## EXERCISE
Repeat exactly each line of the material, starting from the line that contains "Check that every instance of the outfit" and finishing with the final line.

+++ EXERCISE INPUT

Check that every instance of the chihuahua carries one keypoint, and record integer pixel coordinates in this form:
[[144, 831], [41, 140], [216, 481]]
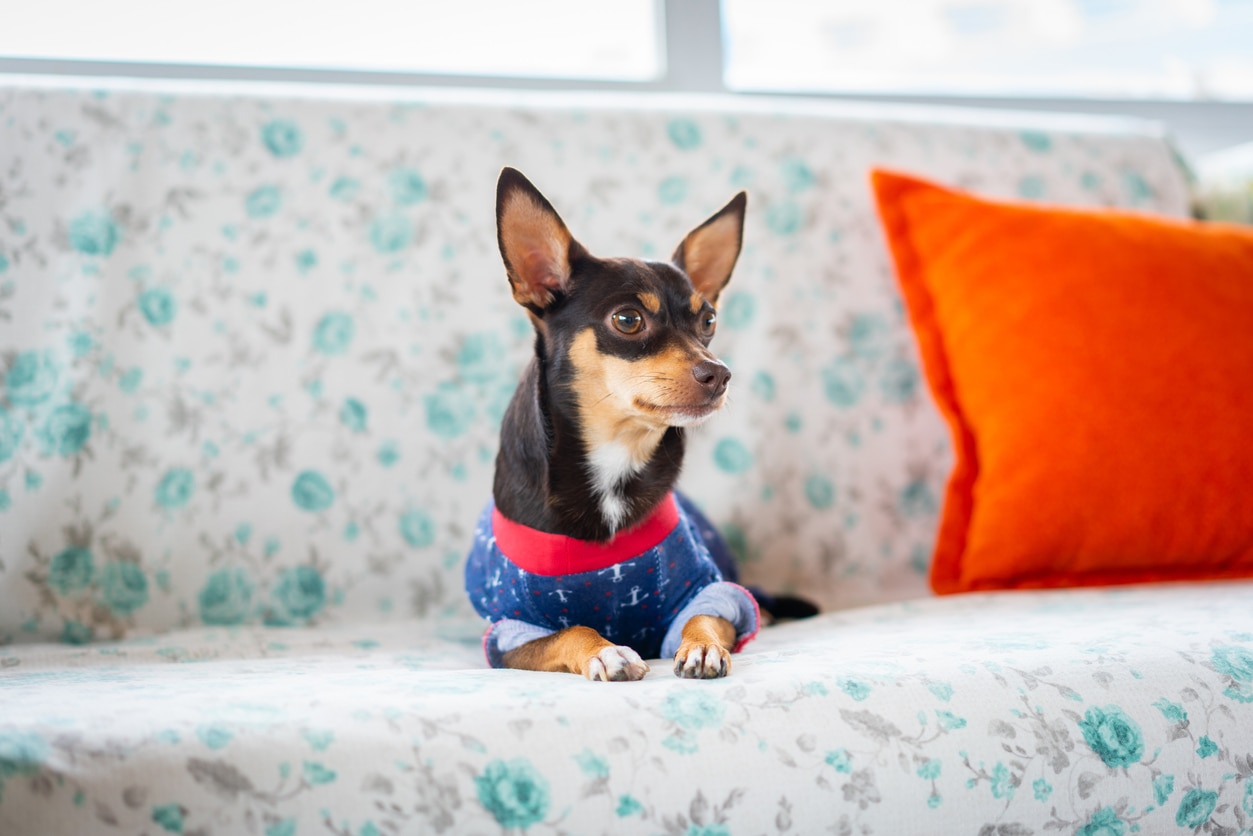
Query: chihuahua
[[587, 560]]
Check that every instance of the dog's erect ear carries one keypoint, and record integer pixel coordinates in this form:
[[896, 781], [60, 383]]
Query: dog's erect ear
[[534, 242], [709, 251]]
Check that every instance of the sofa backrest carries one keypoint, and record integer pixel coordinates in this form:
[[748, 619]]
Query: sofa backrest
[[256, 344]]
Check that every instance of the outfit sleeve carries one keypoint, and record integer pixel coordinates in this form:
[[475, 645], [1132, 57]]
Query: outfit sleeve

++++++

## SOLVED PROBLEM
Check that every instance of the outfit sleeve carries one keypoint, and record integer pixel coordinates in this form:
[[475, 645], [1132, 57]]
Query: outfit sleeve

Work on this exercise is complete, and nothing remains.